* [Request]:
Copy the listing below line for line, with no character changed.
------------
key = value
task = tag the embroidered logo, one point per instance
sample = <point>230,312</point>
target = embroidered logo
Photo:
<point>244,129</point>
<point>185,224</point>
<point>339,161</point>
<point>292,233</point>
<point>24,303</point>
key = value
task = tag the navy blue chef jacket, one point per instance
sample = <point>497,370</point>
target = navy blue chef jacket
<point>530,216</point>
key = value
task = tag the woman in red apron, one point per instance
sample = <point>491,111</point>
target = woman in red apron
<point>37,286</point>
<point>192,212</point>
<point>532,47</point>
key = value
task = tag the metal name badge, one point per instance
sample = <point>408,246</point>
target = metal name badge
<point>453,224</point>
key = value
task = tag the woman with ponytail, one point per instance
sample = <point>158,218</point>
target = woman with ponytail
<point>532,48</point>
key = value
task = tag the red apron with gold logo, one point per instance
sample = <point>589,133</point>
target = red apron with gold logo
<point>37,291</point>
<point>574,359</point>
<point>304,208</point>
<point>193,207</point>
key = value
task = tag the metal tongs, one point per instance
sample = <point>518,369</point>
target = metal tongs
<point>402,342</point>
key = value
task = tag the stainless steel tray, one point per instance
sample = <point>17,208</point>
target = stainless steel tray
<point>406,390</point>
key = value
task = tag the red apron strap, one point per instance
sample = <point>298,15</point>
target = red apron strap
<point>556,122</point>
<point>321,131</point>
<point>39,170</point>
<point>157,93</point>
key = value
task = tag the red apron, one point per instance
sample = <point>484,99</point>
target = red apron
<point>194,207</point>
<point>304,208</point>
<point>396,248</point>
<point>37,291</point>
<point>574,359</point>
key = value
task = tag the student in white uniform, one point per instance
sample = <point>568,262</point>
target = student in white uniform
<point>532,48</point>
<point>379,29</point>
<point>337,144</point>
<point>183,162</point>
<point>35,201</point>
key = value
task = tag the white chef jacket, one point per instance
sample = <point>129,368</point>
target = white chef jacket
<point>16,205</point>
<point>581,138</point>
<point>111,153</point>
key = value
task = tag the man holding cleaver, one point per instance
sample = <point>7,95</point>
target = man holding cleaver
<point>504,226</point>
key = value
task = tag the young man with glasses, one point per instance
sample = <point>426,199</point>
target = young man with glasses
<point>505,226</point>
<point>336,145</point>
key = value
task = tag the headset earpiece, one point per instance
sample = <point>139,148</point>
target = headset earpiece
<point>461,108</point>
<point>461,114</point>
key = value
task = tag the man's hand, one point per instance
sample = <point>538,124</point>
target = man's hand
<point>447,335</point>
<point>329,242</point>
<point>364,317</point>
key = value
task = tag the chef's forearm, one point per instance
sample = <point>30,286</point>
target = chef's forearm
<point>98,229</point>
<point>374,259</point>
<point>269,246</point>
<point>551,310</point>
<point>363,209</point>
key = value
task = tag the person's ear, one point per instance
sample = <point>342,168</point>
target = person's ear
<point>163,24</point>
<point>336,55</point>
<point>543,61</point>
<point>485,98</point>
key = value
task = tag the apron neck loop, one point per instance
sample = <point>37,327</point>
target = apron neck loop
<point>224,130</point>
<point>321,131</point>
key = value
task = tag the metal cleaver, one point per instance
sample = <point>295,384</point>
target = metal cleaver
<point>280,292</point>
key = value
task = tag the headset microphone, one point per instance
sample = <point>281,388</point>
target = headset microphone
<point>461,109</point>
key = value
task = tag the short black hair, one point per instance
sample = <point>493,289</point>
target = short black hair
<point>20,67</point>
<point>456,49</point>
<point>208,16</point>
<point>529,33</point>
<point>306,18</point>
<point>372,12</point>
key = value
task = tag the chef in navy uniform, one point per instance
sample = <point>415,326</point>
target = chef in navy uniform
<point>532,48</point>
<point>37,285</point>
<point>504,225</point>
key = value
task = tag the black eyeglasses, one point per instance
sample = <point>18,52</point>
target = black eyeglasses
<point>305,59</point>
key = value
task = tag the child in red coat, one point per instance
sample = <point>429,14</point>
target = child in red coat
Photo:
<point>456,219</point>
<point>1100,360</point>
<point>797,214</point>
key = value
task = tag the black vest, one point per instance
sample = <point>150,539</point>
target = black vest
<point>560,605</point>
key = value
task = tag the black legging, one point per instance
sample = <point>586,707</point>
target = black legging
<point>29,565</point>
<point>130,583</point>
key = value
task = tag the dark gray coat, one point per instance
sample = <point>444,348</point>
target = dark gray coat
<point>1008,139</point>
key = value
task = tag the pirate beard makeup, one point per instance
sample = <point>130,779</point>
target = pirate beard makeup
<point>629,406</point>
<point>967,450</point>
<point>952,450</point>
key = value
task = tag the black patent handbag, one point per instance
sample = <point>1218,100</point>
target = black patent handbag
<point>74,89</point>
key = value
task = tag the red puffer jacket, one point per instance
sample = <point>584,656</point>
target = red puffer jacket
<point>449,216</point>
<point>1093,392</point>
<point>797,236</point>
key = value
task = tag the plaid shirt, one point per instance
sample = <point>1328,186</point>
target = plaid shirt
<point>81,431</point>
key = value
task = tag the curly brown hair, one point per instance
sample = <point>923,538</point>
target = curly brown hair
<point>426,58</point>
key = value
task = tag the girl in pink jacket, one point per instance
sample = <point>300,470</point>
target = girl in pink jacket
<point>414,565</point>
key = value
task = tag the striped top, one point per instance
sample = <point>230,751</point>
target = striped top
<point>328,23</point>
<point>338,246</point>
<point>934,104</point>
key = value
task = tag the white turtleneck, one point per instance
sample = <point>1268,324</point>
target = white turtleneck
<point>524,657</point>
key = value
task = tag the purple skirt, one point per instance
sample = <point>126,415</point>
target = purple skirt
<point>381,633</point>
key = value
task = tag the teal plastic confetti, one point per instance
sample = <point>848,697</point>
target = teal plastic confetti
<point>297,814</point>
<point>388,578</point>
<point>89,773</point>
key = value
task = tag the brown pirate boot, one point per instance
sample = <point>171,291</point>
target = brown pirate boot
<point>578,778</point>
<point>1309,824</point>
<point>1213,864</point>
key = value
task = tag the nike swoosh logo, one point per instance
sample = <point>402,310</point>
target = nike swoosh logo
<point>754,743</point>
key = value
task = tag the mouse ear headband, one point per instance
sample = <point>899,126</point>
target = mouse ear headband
------------
* [Answer to the task]:
key = value
task = tag the embroidered logo, one point per instance
sample = <point>230,312</point>
target = embroidered logo
Photo:
<point>244,129</point>
<point>185,224</point>
<point>339,161</point>
<point>292,233</point>
<point>24,303</point>
key = value
task = tag the navy blue chef jacket, one point per instance
sample = <point>497,370</point>
target = navy blue chef jacket
<point>530,216</point>
key = value
task = tag the woman in red apron, one point per instance
sample = <point>491,111</point>
target = woman in red apron
<point>37,286</point>
<point>192,212</point>
<point>532,47</point>
key = value
task = tag the metal name badge, one point per instance
sample = <point>408,246</point>
target = metal name badge
<point>453,224</point>
key = value
task = tag the woman with ponytail, one point per instance
sample = <point>158,218</point>
target = woman with ponytail
<point>532,48</point>
key = value
task = tag the red apron with gold logo, one point per instance
sample = <point>589,133</point>
target = red apron with gold logo
<point>37,291</point>
<point>574,359</point>
<point>304,208</point>
<point>193,207</point>
key = value
task = tag the metal tongs, one point per instance
sample = <point>518,369</point>
target = metal tongs
<point>402,342</point>
key = value
task = tag the stainless steel tray, one point per instance
sample = <point>17,208</point>
target = stainless steel tray
<point>406,390</point>
key = value
task = tag the red apron strap, one point per instance
sample = <point>298,15</point>
target = red apron strap
<point>556,122</point>
<point>321,131</point>
<point>39,170</point>
<point>157,93</point>
key = value
task = tag the red apron, one point per instance
sample = <point>484,99</point>
target = red apron
<point>194,207</point>
<point>304,208</point>
<point>396,248</point>
<point>37,291</point>
<point>574,359</point>
key = value
task = tag the student in white uniform, one point per instance
sample = <point>568,262</point>
target = student in white uniform
<point>532,48</point>
<point>379,29</point>
<point>337,144</point>
<point>183,162</point>
<point>35,201</point>
key = value
task = tag the white chef jacket, one point per instance
sample = <point>129,368</point>
target = white chef jacket
<point>16,205</point>
<point>581,138</point>
<point>111,153</point>
key = value
task = tag the man holding cleaver, one point per instance
sample = <point>7,95</point>
target = man holding cleaver
<point>504,226</point>
key = value
task = tag the young man with glasses, one point per instance
sample = <point>426,199</point>
target = young man with glasses
<point>505,226</point>
<point>336,145</point>
key = value
task = tag the headset earpiece, one point per instance
sample = <point>139,148</point>
target = headset earpiece
<point>461,108</point>
<point>461,114</point>
key = value
task = tag the man's hand, one point per instance
sample = <point>538,124</point>
target = man's hand
<point>447,335</point>
<point>329,242</point>
<point>364,317</point>
key = value
task = tag the chef's forearm, one point per instance
sample = <point>30,286</point>
target = chef's forearm
<point>98,229</point>
<point>374,259</point>
<point>269,246</point>
<point>551,310</point>
<point>363,209</point>
key = value
task = tag the person's ear, one point per instance
sample = <point>342,168</point>
target = person's ear
<point>163,24</point>
<point>336,55</point>
<point>543,61</point>
<point>485,98</point>
key = value
task = tag the apron neck loop, one point per instance
sample = <point>37,327</point>
target = apron neck loop
<point>224,130</point>
<point>321,131</point>
key = value
task = tag the metal cleaver, one point per instance
sample = <point>295,384</point>
target = metal cleaver
<point>280,292</point>
key = value
task = tag the headset microphone, one point per instance
sample = <point>281,388</point>
target = headset microphone
<point>461,109</point>
key = value
task = tag the short black hair, one point per instance
sample = <point>493,289</point>
target = short black hair
<point>20,67</point>
<point>456,49</point>
<point>208,16</point>
<point>529,33</point>
<point>306,18</point>
<point>372,12</point>
key = value
task = tag the chef in navy uniform, one point per instance
sample = <point>415,326</point>
target = chef in navy uniform
<point>532,48</point>
<point>37,285</point>
<point>504,225</point>
key = value
task = tag the black eyeglasses, one point per instance
sample = <point>18,52</point>
target = black eyeglasses
<point>305,59</point>
key = value
task = tag the child in red coat, one point per instance
sample = <point>429,14</point>
target = child in red coat
Photo:
<point>456,219</point>
<point>1100,360</point>
<point>797,214</point>
key = value
task = tag the black vest, one point per instance
sample = <point>150,539</point>
target = black vest
<point>560,605</point>
key = value
task = tag the black legging, one point per instance
sample = <point>586,707</point>
target = black legging
<point>29,565</point>
<point>130,583</point>
key = value
task = tag the dark gray coat, one point per instance
sample = <point>444,348</point>
target = dark gray coat
<point>1008,139</point>
key = value
task = tag the pirate beard makeup, one point per instance
sample = <point>130,779</point>
target = pirate beard makeup
<point>629,406</point>
<point>967,450</point>
<point>952,450</point>
key = value
task = tag the black patent handbag, one point per instance
sample = <point>1218,100</point>
target = black patent handbag
<point>74,89</point>
key = value
task = tag the red puffer jacket, one point per instance
sample = <point>584,656</point>
target = red puffer jacket
<point>449,216</point>
<point>1093,392</point>
<point>797,236</point>
key = value
task = tag the plaid shirt, one point per instance
sample = <point>1328,186</point>
target = plaid shirt
<point>81,431</point>
key = value
task = tag the curly brown hair, one point per instance
sample = <point>923,538</point>
target = curly brown hair
<point>426,58</point>
key = value
task = tag the girl in pink jacket, one point per instance
sample = <point>300,470</point>
target = girl in pink jacket
<point>414,565</point>
key = value
task = tag the striped top, one point per instance
sample = <point>230,751</point>
target = striped top
<point>328,23</point>
<point>338,246</point>
<point>934,104</point>
key = value
task = tag the white turtleneck, one point per instance
sample = <point>1268,324</point>
target = white turtleneck
<point>524,657</point>
key = value
task = tag the purple skirt, one point per instance
sample = <point>126,415</point>
target = purple skirt
<point>381,633</point>
key = value
task = tag the teal plastic confetti, one point per instance
sample = <point>848,697</point>
target = teal plastic confetti
<point>297,814</point>
<point>388,578</point>
<point>89,773</point>
key = value
task = tag the brown pirate boot, one point per instance
sample = <point>171,291</point>
target = brown pirate boot
<point>578,778</point>
<point>1309,824</point>
<point>1213,864</point>
key = value
task = tag the nike swoosh logo, one point per instance
sample = <point>402,310</point>
target = nike swoosh logo
<point>754,743</point>
key = value
task = tag the mouse ear headband, one point per instance
sample = <point>899,126</point>
target = mouse ear headband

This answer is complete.